◆ **MATERIAL SHOWN**

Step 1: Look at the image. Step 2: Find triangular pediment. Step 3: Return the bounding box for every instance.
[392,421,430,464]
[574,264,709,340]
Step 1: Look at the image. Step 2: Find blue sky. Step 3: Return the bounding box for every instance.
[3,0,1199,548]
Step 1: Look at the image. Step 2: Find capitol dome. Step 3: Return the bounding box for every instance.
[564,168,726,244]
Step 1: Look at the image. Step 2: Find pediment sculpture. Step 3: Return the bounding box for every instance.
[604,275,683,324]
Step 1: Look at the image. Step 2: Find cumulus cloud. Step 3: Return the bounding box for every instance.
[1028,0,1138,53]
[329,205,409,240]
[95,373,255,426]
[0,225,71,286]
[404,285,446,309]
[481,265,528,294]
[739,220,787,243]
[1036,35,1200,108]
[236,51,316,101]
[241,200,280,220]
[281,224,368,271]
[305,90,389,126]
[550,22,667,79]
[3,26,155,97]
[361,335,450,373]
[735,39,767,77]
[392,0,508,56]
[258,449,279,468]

◆ **EXERCISE**
Could you print exactly the lines from the one containing "Step 1: Look at the image. Step 2: Find capitol" through the last line of the records above?

◆ **OUTPUT**
Step 1: Look at the image. Step 2: Find capitol dome. Step 3: Return the bounding box for every instance.
[564,168,726,244]
Step 1: Look at the image. Step 2: Find pediment sculpture. Step 3: Return the bounding box for every instance.
[604,275,683,324]
Step 1: Look at the image. Step 2: Find cumulus cloud. Step 3: Return the bounding box for every instance.
[1028,0,1138,53]
[329,205,409,240]
[95,373,255,426]
[0,225,71,286]
[404,285,446,309]
[481,265,528,294]
[739,220,787,243]
[1036,35,1200,108]
[236,51,316,101]
[241,200,280,220]
[281,224,368,271]
[305,90,389,126]
[550,22,667,79]
[3,26,155,97]
[361,335,450,373]
[735,39,767,77]
[392,0,508,56]
[258,449,279,468]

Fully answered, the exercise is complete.